- **AIM OF THE TASK**: Lay out the rows from the line with "Outline every instance of the crystal" through the line with "M 177 142 L" as a two-column CSV with the headers instruction and response. Each row's text and its answer go in one quoted field apiece, with line breaks replaced by spaces.

- **RECORDS FOR THE TASK**:
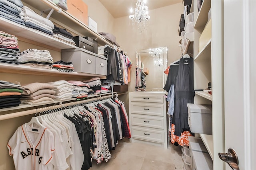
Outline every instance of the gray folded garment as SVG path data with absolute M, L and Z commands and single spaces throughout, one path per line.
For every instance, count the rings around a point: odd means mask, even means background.
M 38 96 L 36 96 L 32 98 L 29 97 L 29 95 L 23 96 L 21 100 L 36 100 L 44 97 L 48 97 L 48 98 L 51 98 L 53 99 L 54 99 L 55 98 L 55 96 L 54 96 L 54 95 L 52 95 L 52 94 L 40 94 Z

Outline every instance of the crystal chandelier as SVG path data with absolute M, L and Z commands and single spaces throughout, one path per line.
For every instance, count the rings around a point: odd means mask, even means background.
M 129 19 L 132 20 L 132 25 L 136 23 L 138 29 L 140 33 L 146 29 L 146 27 L 149 22 L 150 17 L 148 15 L 148 7 L 145 4 L 146 0 L 138 0 L 136 3 L 136 8 L 134 15 L 129 16 Z M 131 8 L 131 13 L 132 9 Z
M 149 53 L 148 57 L 151 59 L 153 58 L 154 65 L 160 66 L 163 64 L 164 61 L 162 57 L 163 52 L 163 49 L 162 48 L 157 48 L 152 49 L 151 51 Z

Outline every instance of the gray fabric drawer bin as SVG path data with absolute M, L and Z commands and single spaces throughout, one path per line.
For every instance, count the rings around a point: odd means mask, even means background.
M 107 75 L 106 58 L 97 56 L 96 57 L 96 74 L 97 74 Z
M 188 104 L 188 112 L 192 132 L 212 134 L 211 105 Z
M 81 48 L 64 49 L 61 51 L 61 60 L 72 62 L 74 71 L 96 74 L 96 56 L 94 54 Z

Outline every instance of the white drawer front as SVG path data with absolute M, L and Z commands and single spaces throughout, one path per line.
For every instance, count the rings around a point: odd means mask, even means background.
M 132 127 L 132 137 L 148 141 L 164 143 L 164 131 L 153 130 L 146 127 Z
M 132 102 L 141 102 L 152 103 L 164 103 L 164 98 L 162 96 L 150 96 L 143 95 L 132 95 L 131 96 Z
M 163 105 L 132 102 L 131 108 L 132 113 L 164 116 Z
M 132 125 L 164 129 L 164 117 L 132 114 Z

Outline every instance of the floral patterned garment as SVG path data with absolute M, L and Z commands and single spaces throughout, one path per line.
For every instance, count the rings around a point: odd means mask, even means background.
M 177 142 L 180 145 L 189 146 L 188 137 L 192 136 L 192 135 L 189 132 L 189 131 L 184 131 L 181 133 L 180 136 L 176 136 L 174 135 L 175 125 L 172 124 L 172 131 L 171 132 L 171 142 L 174 143 Z

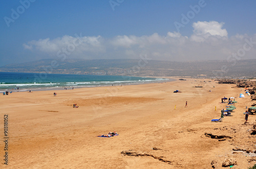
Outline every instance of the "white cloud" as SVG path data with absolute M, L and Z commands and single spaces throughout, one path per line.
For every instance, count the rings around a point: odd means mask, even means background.
M 194 34 L 191 36 L 191 40 L 196 42 L 204 41 L 210 36 L 220 36 L 227 37 L 227 32 L 222 29 L 224 23 L 215 21 L 198 21 L 193 23 L 192 26 L 194 29 Z
M 225 60 L 228 55 L 243 48 L 247 35 L 229 38 L 222 28 L 224 23 L 217 21 L 194 23 L 194 34 L 190 37 L 177 32 L 166 36 L 157 33 L 149 36 L 117 36 L 109 39 L 97 37 L 64 36 L 33 40 L 24 44 L 25 49 L 35 53 L 48 53 L 54 59 L 60 50 L 71 58 L 87 59 L 138 59 L 146 54 L 152 60 L 176 61 Z M 256 41 L 256 34 L 252 36 Z M 256 44 L 246 51 L 243 59 L 255 58 Z M 247 46 L 248 47 L 248 46 Z

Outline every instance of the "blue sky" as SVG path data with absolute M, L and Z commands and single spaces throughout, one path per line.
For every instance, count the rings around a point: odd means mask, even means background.
M 256 58 L 255 1 L 1 4 L 0 66 L 63 59 L 61 54 L 70 59 L 139 59 L 146 54 L 175 61 Z

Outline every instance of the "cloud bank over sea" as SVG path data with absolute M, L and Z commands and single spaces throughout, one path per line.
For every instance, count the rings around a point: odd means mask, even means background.
M 228 37 L 224 25 L 224 22 L 216 21 L 194 22 L 190 37 L 174 32 L 165 36 L 156 33 L 105 38 L 78 33 L 53 39 L 32 40 L 23 46 L 41 59 L 56 59 L 61 54 L 69 59 L 138 59 L 143 54 L 152 60 L 174 61 L 255 59 L 256 34 Z

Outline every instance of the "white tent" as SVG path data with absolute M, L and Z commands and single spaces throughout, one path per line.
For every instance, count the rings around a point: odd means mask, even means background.
M 242 94 L 242 93 L 241 93 L 241 94 L 240 94 L 240 96 L 239 96 L 239 97 L 240 97 L 240 98 L 241 98 L 241 97 L 244 97 L 244 94 Z

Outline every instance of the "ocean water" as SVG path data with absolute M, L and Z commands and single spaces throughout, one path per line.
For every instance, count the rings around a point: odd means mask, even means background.
M 123 76 L 0 72 L 0 92 L 163 82 L 169 79 Z

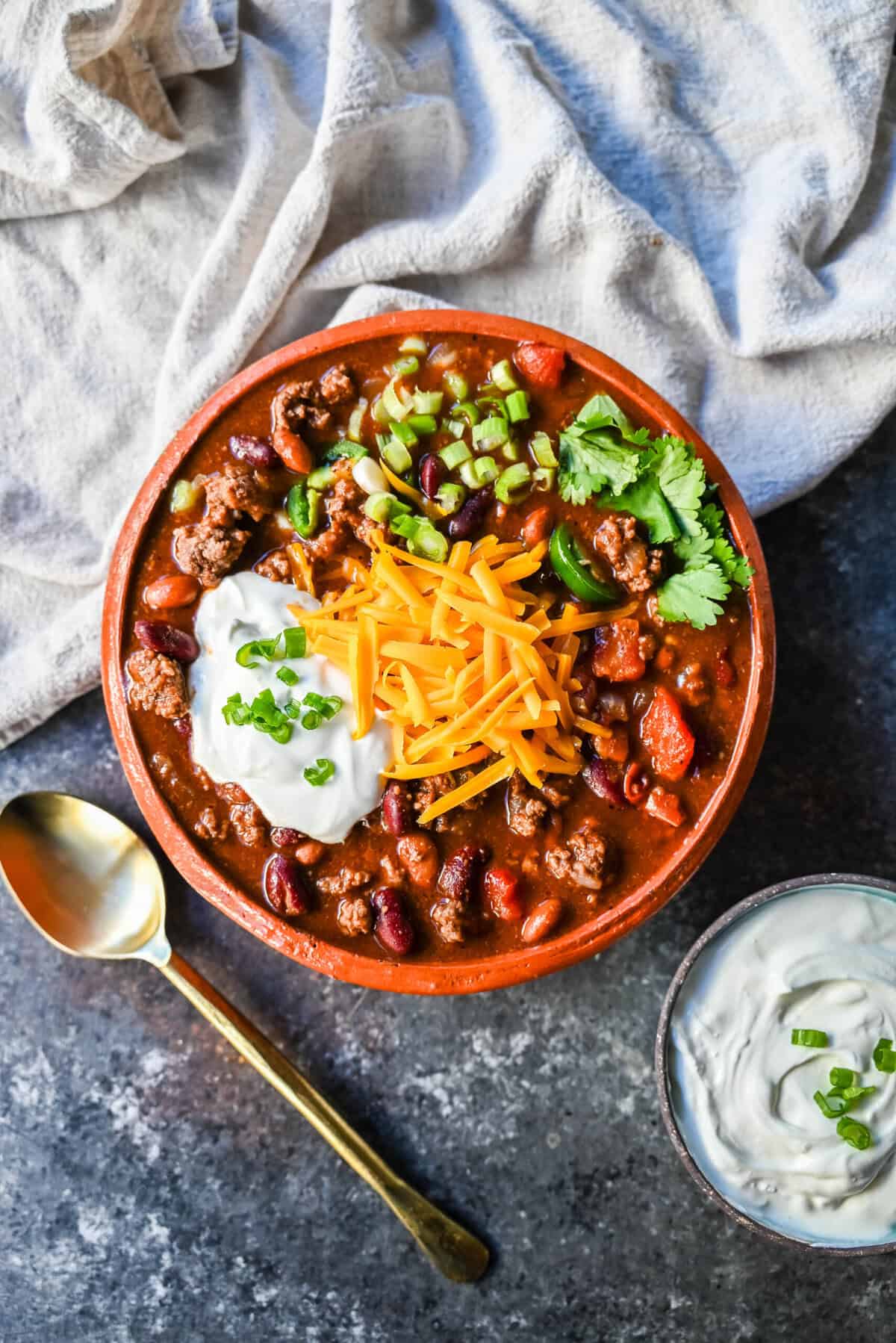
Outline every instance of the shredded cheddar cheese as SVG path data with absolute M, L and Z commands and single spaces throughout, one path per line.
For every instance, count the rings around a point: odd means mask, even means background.
M 467 802 L 519 770 L 535 787 L 547 775 L 578 774 L 582 737 L 609 729 L 572 709 L 579 633 L 631 610 L 583 615 L 567 606 L 551 619 L 521 584 L 541 565 L 547 543 L 485 536 L 458 541 L 445 564 L 375 537 L 369 569 L 353 563 L 345 590 L 318 611 L 292 607 L 322 653 L 349 677 L 355 736 L 376 712 L 392 727 L 391 779 L 426 779 L 482 766 L 423 811 L 423 822 Z

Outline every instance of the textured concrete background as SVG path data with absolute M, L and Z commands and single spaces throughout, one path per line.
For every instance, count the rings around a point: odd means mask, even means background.
M 169 873 L 172 943 L 494 1262 L 442 1281 L 391 1214 L 144 966 L 58 955 L 0 898 L 4 1343 L 423 1339 L 817 1343 L 893 1338 L 888 1257 L 740 1232 L 662 1129 L 666 984 L 758 886 L 892 877 L 896 418 L 762 522 L 780 667 L 756 779 L 673 904 L 596 963 L 466 999 L 330 983 Z M 99 694 L 0 756 L 0 798 L 81 792 L 142 823 Z

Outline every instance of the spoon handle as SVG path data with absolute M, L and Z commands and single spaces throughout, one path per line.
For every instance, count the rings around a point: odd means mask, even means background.
M 236 1011 L 207 979 L 172 951 L 159 966 L 163 975 L 211 1022 L 290 1105 L 312 1124 L 352 1170 L 375 1189 L 404 1223 L 423 1253 L 454 1283 L 476 1283 L 489 1262 L 489 1252 L 474 1236 L 411 1189 L 360 1133 L 293 1068 L 269 1039 Z

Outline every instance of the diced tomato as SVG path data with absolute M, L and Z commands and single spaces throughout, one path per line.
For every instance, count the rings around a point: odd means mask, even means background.
M 657 774 L 664 779 L 681 779 L 693 756 L 695 736 L 674 694 L 662 685 L 653 692 L 650 708 L 641 720 L 641 740 Z
M 485 874 L 485 894 L 497 919 L 517 923 L 523 917 L 520 878 L 508 868 L 489 868 Z
M 559 387 L 566 353 L 540 341 L 525 341 L 513 351 L 513 363 L 536 387 Z
M 685 818 L 681 802 L 674 792 L 660 787 L 650 790 L 643 810 L 656 817 L 657 821 L 665 821 L 668 826 L 680 826 Z
M 639 681 L 647 670 L 641 657 L 638 639 L 641 626 L 637 620 L 614 620 L 613 624 L 599 624 L 594 631 L 594 653 L 591 670 L 607 681 Z

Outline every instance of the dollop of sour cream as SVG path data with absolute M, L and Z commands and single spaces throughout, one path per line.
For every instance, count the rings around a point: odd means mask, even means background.
M 199 657 L 189 669 L 192 692 L 192 753 L 215 783 L 238 783 L 273 826 L 292 826 L 313 839 L 336 843 L 372 811 L 383 794 L 382 774 L 392 760 L 388 725 L 377 719 L 355 740 L 355 710 L 348 677 L 328 658 L 309 654 L 254 667 L 236 662 L 236 650 L 250 639 L 267 639 L 294 626 L 290 606 L 317 610 L 320 602 L 286 583 L 259 573 L 234 573 L 206 592 L 196 615 Z M 277 678 L 287 666 L 298 676 L 294 686 Z M 236 690 L 249 704 L 270 688 L 277 704 L 301 701 L 309 690 L 337 694 L 344 708 L 318 728 L 293 724 L 289 741 L 278 743 L 251 724 L 227 724 L 222 706 Z M 318 787 L 304 778 L 318 757 L 336 766 L 333 778 Z
M 823 1030 L 826 1049 L 791 1044 Z M 896 1234 L 896 1074 L 872 1053 L 896 1039 L 896 902 L 849 886 L 780 896 L 697 958 L 672 1018 L 669 1066 L 681 1135 L 736 1207 L 811 1244 Z M 877 1089 L 850 1111 L 856 1151 L 813 1100 L 832 1068 Z M 834 1103 L 836 1104 L 836 1103 Z

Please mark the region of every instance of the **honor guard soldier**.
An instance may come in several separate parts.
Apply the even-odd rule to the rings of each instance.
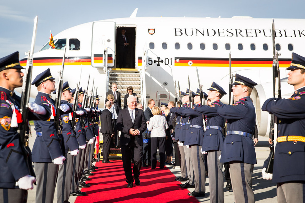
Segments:
[[[181,96],[182,97],[185,96],[185,93],[183,92],[180,91],[180,94]],[[174,109],[173,109],[174,110]],[[174,113],[171,112],[171,113]],[[188,180],[187,177],[187,174],[186,173],[186,165],[185,155],[184,154],[184,150],[183,149],[183,144],[181,144],[179,141],[179,137],[181,136],[181,124],[182,124],[181,122],[182,118],[181,117],[181,115],[177,113],[175,114],[176,115],[176,125],[174,129],[174,138],[177,143],[178,148],[179,149],[179,153],[180,154],[180,172],[181,173],[181,176],[176,178],[175,179],[175,180],[176,181],[179,181],[182,182],[186,181]],[[177,162],[178,160],[175,160],[176,163]]]
[[[223,175],[220,156],[225,137],[222,134],[224,119],[217,114],[218,107],[223,104],[220,99],[226,93],[216,82],[213,82],[208,89],[209,106],[198,105],[195,111],[207,116],[206,130],[205,132],[201,151],[207,153],[209,182],[211,202],[223,202]]]
[[[73,108],[68,102],[72,98],[72,94],[70,92],[72,89],[69,87],[68,82],[63,84],[60,108],[63,112],[61,113],[60,121],[62,125],[62,141],[64,144],[66,161],[59,166],[58,171],[58,203],[67,202],[69,200],[72,182],[73,156],[77,155],[79,152],[78,143],[71,124],[72,116],[70,113],[73,112]],[[56,90],[53,93],[55,94]]]
[[[71,91],[72,93],[72,99],[70,100],[70,104],[73,104],[74,102],[74,96],[76,88]],[[75,113],[76,115],[75,116],[74,126],[72,126],[75,129],[74,131],[76,137],[76,140],[79,146],[79,153],[74,158],[74,165],[72,176],[72,183],[71,185],[71,189],[70,191],[70,195],[72,196],[84,196],[86,195],[84,192],[81,192],[79,189],[78,186],[81,187],[89,187],[90,186],[89,184],[86,184],[82,181],[79,184],[79,181],[81,181],[82,173],[84,169],[84,153],[85,151],[87,142],[86,141],[86,137],[84,132],[83,131],[83,117],[86,116],[87,112],[86,110],[82,108],[82,104],[79,102],[80,94],[83,94],[84,92],[81,87],[79,90],[79,97],[76,99],[78,100],[75,103],[77,105],[76,111]],[[73,112],[74,113],[74,112]],[[73,118],[73,116],[72,116]],[[79,186],[79,184],[81,185]]]
[[[183,103],[183,106],[188,107],[190,106],[189,97],[190,91],[189,89],[186,89],[186,92],[185,93],[185,96],[182,98],[182,102]],[[194,176],[194,170],[193,168],[193,164],[192,163],[192,159],[191,150],[188,146],[187,146],[184,144],[184,142],[186,135],[187,134],[187,129],[190,128],[190,124],[189,116],[184,115],[181,115],[178,113],[176,113],[176,110],[178,109],[176,108],[172,108],[170,110],[170,112],[173,113],[176,113],[181,115],[181,127],[180,132],[179,135],[179,143],[178,144],[181,146],[183,146],[183,151],[184,152],[185,157],[186,160],[186,174],[188,180],[184,184],[181,184],[180,186],[183,188],[194,188],[195,187],[195,177]]]
[[[271,98],[262,107],[277,116],[273,182],[277,184],[278,202],[305,201],[305,57],[292,53],[287,69],[288,84],[294,88],[289,99]],[[263,177],[266,174],[263,169]],[[264,176],[265,177],[264,177]],[[269,179],[271,178],[269,177]]]
[[[254,202],[252,175],[256,156],[252,139],[255,125],[255,109],[250,98],[257,84],[236,74],[232,84],[234,104],[219,106],[217,113],[227,120],[226,136],[220,162],[229,162],[236,202]]]
[[[26,202],[27,190],[33,189],[36,181],[31,175],[31,163],[27,160],[29,152],[22,146],[18,132],[18,123],[23,121],[19,112],[20,98],[14,90],[22,86],[24,75],[19,58],[16,52],[0,58],[0,202],[6,203]],[[51,114],[47,107],[35,103],[28,106],[29,120],[46,120]]]
[[[53,202],[58,165],[62,164],[65,157],[64,146],[61,134],[54,122],[55,101],[50,94],[55,90],[55,78],[48,68],[38,75],[32,82],[37,87],[38,93],[35,102],[49,109],[52,114],[47,121],[34,122],[36,137],[32,150],[37,186],[37,202]]]
[[[200,104],[200,92],[199,89],[196,92],[192,92],[194,97],[195,106]],[[206,192],[206,167],[204,155],[201,152],[203,139],[203,121],[202,114],[195,111],[194,109],[182,107],[176,110],[177,113],[189,118],[190,123],[186,129],[186,133],[184,144],[191,148],[191,158],[195,179],[195,190],[188,194],[191,196],[204,196]]]

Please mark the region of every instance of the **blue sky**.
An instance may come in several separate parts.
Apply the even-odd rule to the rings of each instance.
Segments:
[[[35,52],[48,40],[50,30],[55,35],[85,22],[129,17],[136,8],[139,8],[139,17],[305,18],[304,0],[2,1],[0,58],[17,51],[20,58],[25,56],[30,48],[36,15],[38,20]]]

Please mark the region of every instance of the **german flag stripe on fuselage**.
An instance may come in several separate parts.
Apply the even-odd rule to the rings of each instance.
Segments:
[[[279,60],[281,67],[290,66],[291,59]],[[272,59],[270,58],[232,58],[232,67],[272,67]],[[220,58],[190,58],[175,57],[175,66],[229,67],[229,59]]]

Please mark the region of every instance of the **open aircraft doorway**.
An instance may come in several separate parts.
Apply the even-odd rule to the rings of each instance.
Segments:
[[[123,30],[125,32],[122,32]],[[124,46],[122,44],[125,40],[128,45]],[[116,68],[135,68],[135,27],[117,27],[116,42]]]

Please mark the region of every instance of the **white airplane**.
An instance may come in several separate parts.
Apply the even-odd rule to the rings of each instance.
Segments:
[[[122,95],[127,93],[128,86],[139,87],[138,94],[145,107],[148,99],[157,101],[159,94],[161,101],[175,101],[175,82],[178,84],[179,81],[181,90],[185,92],[188,76],[191,88],[196,91],[199,87],[196,67],[204,91],[215,81],[227,93],[231,52],[232,74],[249,77],[258,84],[251,97],[257,110],[259,134],[268,136],[270,116],[261,108],[266,99],[273,96],[272,19],[136,17],[137,11],[130,17],[88,22],[56,35],[55,48],[48,41],[34,54],[33,75],[50,68],[53,77],[58,78],[64,52],[61,46],[66,45],[64,82],[68,81],[71,87],[75,87],[82,64],[81,86],[85,88],[89,74],[94,77],[103,107],[109,82],[113,80],[109,74],[125,73],[122,75],[129,77],[127,84],[121,83],[123,76],[116,79]],[[282,97],[289,97],[293,87],[285,79],[287,73],[285,68],[289,66],[292,52],[304,55],[305,20],[276,19],[274,22],[276,49],[281,54],[279,58],[284,78]],[[116,42],[123,28],[129,42],[128,68],[120,69],[116,68]],[[105,56],[108,56],[106,60]],[[26,60],[21,60],[22,65],[26,66]],[[128,76],[137,72],[139,77]],[[35,98],[37,93],[32,88],[31,97]],[[227,95],[222,99],[225,103],[228,102]]]

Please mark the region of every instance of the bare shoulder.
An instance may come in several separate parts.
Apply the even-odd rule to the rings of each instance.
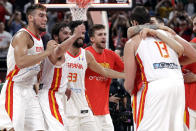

- **RESULT FOR THIS EXERCISE**:
instruction,response
"Outline every instance of the crystal chandelier as SVG path data with absolute M, L and Z commands and single spaces throughout, one path per line. For every instance, count the rings around a point: odd means mask, even means background.","M 129 19 L 132 20 L 132 25 L 136 23 L 138 29 L 140 33 L 146 29 L 146 27 L 149 22 L 150 17 L 148 15 L 148 7 L 145 4 L 146 0 L 138 0 L 136 3 L 136 8 L 134 15 L 129 16 Z M 131 8 L 131 13 L 132 9 Z M 149 53 L 148 57 L 151 59 L 153 58 L 154 65 L 160 66 L 163 64 L 164 61 L 162 57 L 163 52 L 163 49 L 162 48 L 157 48 L 152 49 L 151 51 Z"
"Outline every instance of the gray fabric drawer bin as SVG path data with absolute M, L and Z commands and single spaces throughout, one path per line. For every instance, count the rings around a point: odd means mask, even means background.","M 107 75 L 106 58 L 97 56 L 96 57 L 96 74 L 97 74 Z M 188 104 L 188 112 L 192 132 L 212 134 L 211 105 Z M 81 48 L 64 49 L 61 51 L 61 60 L 72 62 L 74 71 L 96 74 L 96 56 L 94 54 Z"
"Outline every instance of the white drawer front as SVG path data with absolute M, L and Z commands and single spaces throughout, one path per line. For every instance, count the rings around a point: odd means mask, even means background.","M 132 127 L 132 137 L 148 141 L 164 143 L 164 131 L 153 130 L 146 127 Z M 132 102 L 141 102 L 152 103 L 164 103 L 164 98 L 162 96 L 150 96 L 143 95 L 132 95 L 131 96 Z M 163 105 L 132 102 L 131 108 L 132 113 L 164 116 Z M 132 125 L 164 129 L 164 117 L 132 114 Z"
"Outline every instance of the floral patterned garment as SVG path data with absolute M, L and Z commands and single spaces throughout, one path per line. For every instance, count the rings around a point: odd means mask, even means background.","M 177 142 L 180 145 L 189 146 L 188 137 L 192 136 L 192 135 L 189 132 L 189 131 L 184 131 L 181 133 L 180 136 L 176 136 L 174 135 L 175 125 L 172 124 L 172 131 L 171 132 L 171 142 L 174 143 Z"